• Short problem A
According to the travel blog post, what three things does the writer plan to do before leaving?

[Start of Source]

Things to do before we leave: Get tailored suits, get acupuncture, get a tattoo. Don't worry Dad, it'll be tasteful. And big! They're cheap here.

Will keep you updated.

-P

9 comments:

James MacQuarrie said...

Hey, son ... the only tasteful tattoo is the one you DIDN't get. That's my two cents worth ... which will probably buy you a tattoo in Thailand. Then there's the small issue of potentially contaminated needles. Bargain or not, I do NOT think it's a good idea. Okay, enough ranting. Sounds like fun, MUST have pictures of my bald son on an elephant, so make that a priority, Okay? Thanks for the blog. lymy

caleigh said...

Hey there punk.
You sure are quickly becoming the great world traveller, and I must say I am quite jealous. I am glad you are keeping the ones stuck in edmonton up to date. The cheap shopping sounds right up my alley. Ha bringing me home a cheap souvineer?? Just kidding. Keep up the crazy adventures. Can't wait for the BALD?! pictures. And as for the tattoo... Sweet. haha make it amazing.

[End of Source]

• Short problem B
Recast the part of the records that opens with the first line and closes with the line containing "[[373, 105, 432, 176], [374, 80, 423, 113]]" as a Markdown table with two columns, n for the row number and Line for the line itself. Skip any blank lines.

[Start of Stored rows]

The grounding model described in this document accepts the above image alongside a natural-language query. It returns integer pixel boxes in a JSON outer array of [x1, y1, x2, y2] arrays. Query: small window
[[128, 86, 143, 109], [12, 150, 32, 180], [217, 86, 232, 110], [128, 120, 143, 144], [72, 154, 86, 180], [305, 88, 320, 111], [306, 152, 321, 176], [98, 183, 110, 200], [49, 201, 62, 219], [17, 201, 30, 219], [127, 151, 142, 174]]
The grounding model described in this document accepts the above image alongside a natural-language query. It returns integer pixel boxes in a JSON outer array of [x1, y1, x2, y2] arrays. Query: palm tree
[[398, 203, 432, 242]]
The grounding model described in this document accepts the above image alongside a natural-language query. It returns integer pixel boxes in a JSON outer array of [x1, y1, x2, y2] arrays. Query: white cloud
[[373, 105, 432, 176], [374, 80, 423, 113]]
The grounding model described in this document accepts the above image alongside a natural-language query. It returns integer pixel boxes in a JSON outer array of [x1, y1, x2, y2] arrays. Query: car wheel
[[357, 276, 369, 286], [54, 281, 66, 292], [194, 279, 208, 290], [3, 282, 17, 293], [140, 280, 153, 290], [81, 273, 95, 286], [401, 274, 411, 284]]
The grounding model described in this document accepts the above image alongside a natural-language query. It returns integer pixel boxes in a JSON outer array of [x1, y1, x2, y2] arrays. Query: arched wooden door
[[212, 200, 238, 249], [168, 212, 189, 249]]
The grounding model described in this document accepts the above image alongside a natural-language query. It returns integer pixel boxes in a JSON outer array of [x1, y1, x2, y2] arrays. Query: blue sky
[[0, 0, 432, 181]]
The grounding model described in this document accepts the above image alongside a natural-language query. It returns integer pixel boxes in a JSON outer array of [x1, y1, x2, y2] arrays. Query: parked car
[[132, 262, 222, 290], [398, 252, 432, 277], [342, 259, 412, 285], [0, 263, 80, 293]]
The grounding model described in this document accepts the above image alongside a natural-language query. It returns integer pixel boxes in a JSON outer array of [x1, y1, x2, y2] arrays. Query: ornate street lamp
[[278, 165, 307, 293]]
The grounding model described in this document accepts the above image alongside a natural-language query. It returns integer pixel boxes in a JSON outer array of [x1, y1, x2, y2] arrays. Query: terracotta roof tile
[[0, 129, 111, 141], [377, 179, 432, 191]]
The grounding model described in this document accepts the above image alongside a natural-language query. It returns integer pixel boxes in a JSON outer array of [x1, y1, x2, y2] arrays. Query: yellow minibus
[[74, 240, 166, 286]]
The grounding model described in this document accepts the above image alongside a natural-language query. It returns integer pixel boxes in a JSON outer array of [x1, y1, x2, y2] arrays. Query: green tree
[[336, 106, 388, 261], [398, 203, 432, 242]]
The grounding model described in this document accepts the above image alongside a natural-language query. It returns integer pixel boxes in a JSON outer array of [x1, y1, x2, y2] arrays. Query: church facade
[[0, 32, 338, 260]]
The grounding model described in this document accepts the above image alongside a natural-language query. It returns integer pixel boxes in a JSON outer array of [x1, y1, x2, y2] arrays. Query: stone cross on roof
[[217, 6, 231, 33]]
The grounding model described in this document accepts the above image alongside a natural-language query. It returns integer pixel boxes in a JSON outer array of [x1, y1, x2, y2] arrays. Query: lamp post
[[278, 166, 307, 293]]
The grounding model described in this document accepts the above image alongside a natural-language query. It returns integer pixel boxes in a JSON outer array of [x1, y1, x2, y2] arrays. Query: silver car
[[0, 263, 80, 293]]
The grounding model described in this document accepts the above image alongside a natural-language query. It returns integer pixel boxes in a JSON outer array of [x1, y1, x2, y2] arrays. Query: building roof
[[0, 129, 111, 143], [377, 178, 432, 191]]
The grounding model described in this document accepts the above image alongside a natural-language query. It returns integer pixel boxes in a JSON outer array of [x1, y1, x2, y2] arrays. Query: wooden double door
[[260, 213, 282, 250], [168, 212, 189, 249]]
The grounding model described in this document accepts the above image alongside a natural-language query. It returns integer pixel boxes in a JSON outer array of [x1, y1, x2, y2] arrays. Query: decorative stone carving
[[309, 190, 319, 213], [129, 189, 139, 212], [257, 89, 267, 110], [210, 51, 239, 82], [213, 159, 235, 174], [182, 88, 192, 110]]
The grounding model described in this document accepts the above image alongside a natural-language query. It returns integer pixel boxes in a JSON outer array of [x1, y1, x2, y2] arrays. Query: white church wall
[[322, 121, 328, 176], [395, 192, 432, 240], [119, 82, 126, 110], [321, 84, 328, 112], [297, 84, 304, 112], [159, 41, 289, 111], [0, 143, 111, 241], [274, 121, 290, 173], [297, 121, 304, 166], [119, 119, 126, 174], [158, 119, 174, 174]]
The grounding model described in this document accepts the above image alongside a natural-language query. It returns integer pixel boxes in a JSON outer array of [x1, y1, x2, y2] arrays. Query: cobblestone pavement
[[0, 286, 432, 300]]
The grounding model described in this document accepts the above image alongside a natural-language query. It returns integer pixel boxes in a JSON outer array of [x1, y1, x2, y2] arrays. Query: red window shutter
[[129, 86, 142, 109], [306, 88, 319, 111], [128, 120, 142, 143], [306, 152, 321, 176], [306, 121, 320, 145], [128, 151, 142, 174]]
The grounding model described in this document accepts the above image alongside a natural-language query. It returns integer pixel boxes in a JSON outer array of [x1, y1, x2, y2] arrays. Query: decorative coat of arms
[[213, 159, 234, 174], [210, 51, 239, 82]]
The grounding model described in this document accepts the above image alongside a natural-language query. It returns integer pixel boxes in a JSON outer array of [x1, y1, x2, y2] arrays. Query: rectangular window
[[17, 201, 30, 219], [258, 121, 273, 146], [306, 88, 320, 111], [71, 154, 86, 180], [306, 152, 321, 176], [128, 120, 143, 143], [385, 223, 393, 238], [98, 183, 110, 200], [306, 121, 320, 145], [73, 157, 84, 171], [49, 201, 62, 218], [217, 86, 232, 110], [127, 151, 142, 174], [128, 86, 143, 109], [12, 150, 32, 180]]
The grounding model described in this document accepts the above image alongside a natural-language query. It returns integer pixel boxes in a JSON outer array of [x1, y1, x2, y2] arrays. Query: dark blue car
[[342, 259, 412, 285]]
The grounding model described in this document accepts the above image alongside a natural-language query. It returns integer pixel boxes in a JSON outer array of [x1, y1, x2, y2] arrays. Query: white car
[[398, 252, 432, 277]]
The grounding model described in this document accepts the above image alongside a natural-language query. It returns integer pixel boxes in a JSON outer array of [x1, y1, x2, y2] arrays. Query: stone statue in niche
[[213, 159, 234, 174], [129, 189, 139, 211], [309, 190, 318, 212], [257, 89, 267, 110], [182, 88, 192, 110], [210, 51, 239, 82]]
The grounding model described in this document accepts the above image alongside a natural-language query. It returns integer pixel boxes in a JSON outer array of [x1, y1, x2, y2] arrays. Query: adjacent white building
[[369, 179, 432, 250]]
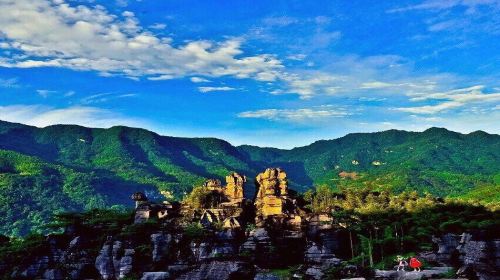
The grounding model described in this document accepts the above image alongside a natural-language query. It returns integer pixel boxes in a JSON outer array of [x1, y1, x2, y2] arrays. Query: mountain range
[[0, 121, 500, 235]]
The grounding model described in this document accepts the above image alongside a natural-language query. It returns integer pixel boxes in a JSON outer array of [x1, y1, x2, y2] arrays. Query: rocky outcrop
[[176, 261, 254, 280], [255, 168, 288, 219], [141, 271, 170, 280], [429, 232, 500, 280], [151, 232, 172, 263], [224, 172, 247, 203], [457, 233, 500, 280]]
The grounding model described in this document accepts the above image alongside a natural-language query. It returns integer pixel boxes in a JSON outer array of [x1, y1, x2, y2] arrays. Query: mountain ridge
[[0, 121, 500, 235]]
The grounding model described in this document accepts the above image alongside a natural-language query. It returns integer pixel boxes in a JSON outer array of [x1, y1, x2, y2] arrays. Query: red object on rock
[[410, 257, 422, 268]]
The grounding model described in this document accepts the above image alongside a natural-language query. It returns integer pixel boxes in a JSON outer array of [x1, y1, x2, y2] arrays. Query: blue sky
[[0, 0, 500, 148]]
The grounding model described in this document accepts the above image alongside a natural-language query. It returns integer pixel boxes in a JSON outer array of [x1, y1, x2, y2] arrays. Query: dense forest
[[0, 119, 500, 236]]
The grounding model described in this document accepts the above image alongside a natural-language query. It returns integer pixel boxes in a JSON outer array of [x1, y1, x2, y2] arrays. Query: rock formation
[[224, 172, 247, 203], [4, 168, 500, 280], [255, 168, 288, 218], [131, 192, 177, 224]]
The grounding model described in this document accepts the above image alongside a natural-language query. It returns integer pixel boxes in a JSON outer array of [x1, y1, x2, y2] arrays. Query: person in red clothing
[[410, 257, 422, 271]]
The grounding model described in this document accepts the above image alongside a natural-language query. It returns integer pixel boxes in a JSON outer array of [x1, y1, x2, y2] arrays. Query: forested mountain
[[0, 121, 500, 235]]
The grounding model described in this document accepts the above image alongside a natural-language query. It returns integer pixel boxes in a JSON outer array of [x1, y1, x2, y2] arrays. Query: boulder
[[141, 271, 170, 280], [118, 249, 135, 279], [176, 261, 254, 280], [224, 172, 247, 202], [151, 233, 172, 263]]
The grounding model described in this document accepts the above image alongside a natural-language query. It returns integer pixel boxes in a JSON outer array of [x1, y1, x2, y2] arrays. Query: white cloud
[[394, 85, 500, 115], [149, 23, 167, 30], [388, 0, 498, 13], [190, 77, 210, 83], [238, 105, 351, 122], [36, 89, 56, 98], [80, 92, 137, 105], [286, 53, 307, 61], [262, 16, 299, 27], [198, 86, 236, 92], [0, 0, 283, 80], [0, 105, 148, 127], [0, 78, 20, 88], [361, 81, 395, 89]]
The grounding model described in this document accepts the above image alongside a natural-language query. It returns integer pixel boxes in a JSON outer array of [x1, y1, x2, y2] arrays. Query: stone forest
[[0, 168, 500, 280]]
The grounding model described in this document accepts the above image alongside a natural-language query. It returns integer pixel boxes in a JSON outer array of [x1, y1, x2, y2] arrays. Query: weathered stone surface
[[253, 272, 282, 280], [222, 217, 241, 229], [43, 269, 64, 280], [305, 266, 325, 280], [151, 233, 172, 262], [176, 261, 254, 280], [118, 249, 135, 279], [191, 242, 212, 261], [21, 256, 49, 278], [457, 234, 500, 279], [203, 179, 222, 191], [141, 271, 170, 280], [375, 267, 452, 280]]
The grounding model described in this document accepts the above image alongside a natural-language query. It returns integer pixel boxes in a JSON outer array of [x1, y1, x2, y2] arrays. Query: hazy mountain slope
[[0, 121, 500, 234]]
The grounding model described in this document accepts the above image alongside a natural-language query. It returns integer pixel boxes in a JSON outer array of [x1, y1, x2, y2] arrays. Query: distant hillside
[[0, 121, 500, 235]]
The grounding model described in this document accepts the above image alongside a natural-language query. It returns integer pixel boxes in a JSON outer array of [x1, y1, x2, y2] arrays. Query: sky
[[0, 0, 500, 148]]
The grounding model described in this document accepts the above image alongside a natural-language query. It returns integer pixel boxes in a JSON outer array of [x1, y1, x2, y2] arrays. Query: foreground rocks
[[0, 168, 500, 280]]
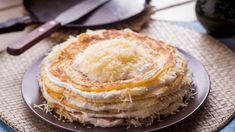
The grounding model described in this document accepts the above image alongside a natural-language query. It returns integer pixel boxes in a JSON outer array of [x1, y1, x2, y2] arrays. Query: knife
[[7, 0, 109, 55]]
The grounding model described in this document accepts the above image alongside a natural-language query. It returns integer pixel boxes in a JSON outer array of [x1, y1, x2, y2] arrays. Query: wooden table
[[0, 0, 235, 132]]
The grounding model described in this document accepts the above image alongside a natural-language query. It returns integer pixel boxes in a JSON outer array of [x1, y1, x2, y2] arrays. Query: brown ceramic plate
[[22, 50, 210, 132]]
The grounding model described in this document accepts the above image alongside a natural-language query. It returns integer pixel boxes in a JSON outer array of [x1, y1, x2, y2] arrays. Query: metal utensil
[[7, 0, 109, 55]]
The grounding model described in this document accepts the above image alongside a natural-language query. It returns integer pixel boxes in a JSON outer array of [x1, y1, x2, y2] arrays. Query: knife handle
[[7, 20, 61, 55]]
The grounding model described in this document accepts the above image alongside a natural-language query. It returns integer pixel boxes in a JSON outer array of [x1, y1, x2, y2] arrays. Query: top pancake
[[42, 30, 176, 92]]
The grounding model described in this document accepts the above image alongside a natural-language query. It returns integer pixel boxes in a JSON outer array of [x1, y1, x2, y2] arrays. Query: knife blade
[[7, 0, 109, 55]]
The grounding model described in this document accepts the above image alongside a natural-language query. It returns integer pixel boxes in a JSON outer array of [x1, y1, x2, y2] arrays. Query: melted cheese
[[74, 38, 156, 82]]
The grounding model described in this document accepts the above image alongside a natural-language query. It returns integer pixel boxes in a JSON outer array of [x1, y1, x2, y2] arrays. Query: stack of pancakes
[[40, 30, 192, 127]]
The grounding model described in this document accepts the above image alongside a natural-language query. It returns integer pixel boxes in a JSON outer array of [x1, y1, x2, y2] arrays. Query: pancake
[[40, 30, 192, 127]]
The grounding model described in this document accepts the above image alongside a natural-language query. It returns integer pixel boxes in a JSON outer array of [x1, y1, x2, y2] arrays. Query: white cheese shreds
[[74, 38, 158, 82]]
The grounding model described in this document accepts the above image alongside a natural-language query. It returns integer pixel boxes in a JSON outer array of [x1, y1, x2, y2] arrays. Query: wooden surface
[[0, 0, 235, 132]]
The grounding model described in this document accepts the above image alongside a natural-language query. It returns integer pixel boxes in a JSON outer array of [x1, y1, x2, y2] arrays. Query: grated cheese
[[73, 38, 155, 82]]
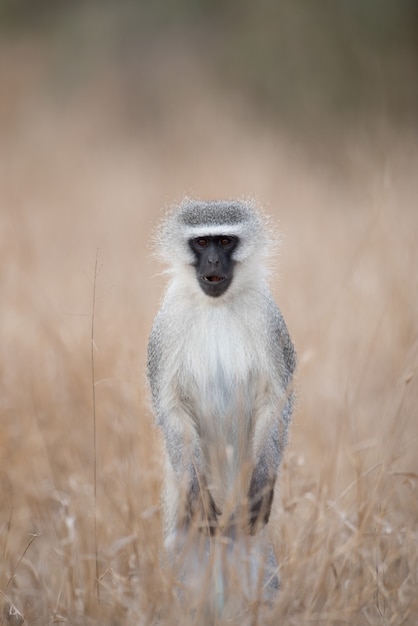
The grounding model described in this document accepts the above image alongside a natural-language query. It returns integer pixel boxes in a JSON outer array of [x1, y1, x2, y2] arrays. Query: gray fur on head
[[157, 198, 272, 268]]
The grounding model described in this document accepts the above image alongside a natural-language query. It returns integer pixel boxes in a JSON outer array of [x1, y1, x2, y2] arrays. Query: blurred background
[[0, 0, 418, 625]]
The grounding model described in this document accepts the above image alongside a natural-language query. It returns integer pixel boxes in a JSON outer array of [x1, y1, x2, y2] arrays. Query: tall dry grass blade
[[91, 249, 100, 605]]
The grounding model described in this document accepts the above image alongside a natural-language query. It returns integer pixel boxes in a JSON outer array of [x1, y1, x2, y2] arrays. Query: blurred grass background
[[0, 0, 418, 626]]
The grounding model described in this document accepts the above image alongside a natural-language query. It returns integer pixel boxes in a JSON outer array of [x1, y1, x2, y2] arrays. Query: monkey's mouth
[[202, 276, 225, 283]]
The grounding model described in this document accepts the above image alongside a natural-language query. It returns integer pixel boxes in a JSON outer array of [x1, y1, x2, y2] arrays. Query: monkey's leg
[[161, 419, 220, 534]]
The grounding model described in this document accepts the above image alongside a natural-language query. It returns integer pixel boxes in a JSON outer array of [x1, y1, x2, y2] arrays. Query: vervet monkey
[[148, 198, 295, 586]]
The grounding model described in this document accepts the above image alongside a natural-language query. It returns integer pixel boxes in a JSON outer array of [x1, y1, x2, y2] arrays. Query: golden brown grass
[[0, 44, 418, 626]]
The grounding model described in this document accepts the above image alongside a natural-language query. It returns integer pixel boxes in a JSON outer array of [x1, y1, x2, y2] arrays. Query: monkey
[[147, 198, 296, 587]]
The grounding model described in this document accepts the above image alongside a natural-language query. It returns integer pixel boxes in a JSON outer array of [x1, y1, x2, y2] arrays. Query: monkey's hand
[[185, 481, 221, 535], [248, 470, 274, 535]]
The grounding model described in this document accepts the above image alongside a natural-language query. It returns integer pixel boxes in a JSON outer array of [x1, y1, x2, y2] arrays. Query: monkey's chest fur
[[177, 310, 268, 506]]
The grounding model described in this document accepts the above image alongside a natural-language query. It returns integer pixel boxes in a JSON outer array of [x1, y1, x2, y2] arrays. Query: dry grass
[[0, 44, 418, 626]]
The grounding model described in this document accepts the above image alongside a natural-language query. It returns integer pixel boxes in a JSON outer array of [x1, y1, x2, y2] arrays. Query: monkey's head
[[158, 198, 271, 298]]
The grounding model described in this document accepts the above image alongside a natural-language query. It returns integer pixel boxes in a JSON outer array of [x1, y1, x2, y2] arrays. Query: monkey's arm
[[248, 301, 296, 534], [148, 313, 220, 534]]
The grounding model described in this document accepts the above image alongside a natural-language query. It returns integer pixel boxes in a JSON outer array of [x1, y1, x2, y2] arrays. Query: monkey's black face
[[189, 235, 238, 298]]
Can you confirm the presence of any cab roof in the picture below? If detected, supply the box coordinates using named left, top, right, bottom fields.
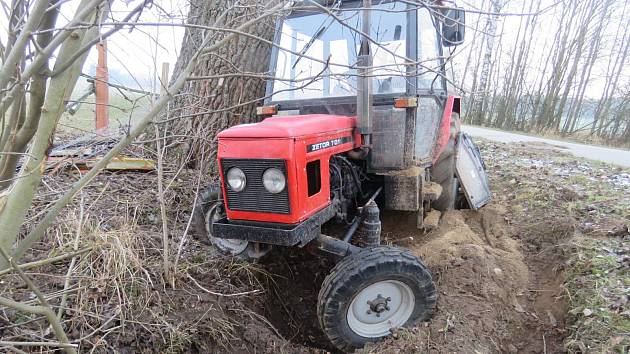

[End of Stored rows]

• Finished answer A
Get tailored suits, get acupuncture, and get a tattoo.

• Finished answer B
| n | Line |
|---|---|
| 1 | The grounding model described in this document accepts the above image alongside a natural-language query. It returns integer pixel boxes in a JSON outer array of [x1, y1, x2, y2] arrays. Query: small window |
| 2 | [[128, 86, 143, 109], [12, 150, 32, 180], [217, 86, 232, 110], [128, 120, 143, 144], [72, 154, 86, 180], [305, 88, 320, 111], [306, 152, 321, 176], [98, 183, 110, 200], [49, 201, 62, 219], [17, 201, 30, 219], [127, 151, 142, 174]] |
| 3 | The grounding model described in this document accepts the above image alongside a natural-language query. It returns integer pixel boxes in a JSON outer array of [x1, y1, x2, y2] arrays. Query: palm tree |
| 4 | [[398, 203, 432, 242]] |
| 5 | The grounding model described in this document accepts the above image alongside a natural-language query. It returns integer pixel boxes in a JSON outer array of [x1, y1, x2, y2] arrays. Query: white cloud |
| 6 | [[373, 105, 432, 176], [374, 80, 423, 113]] |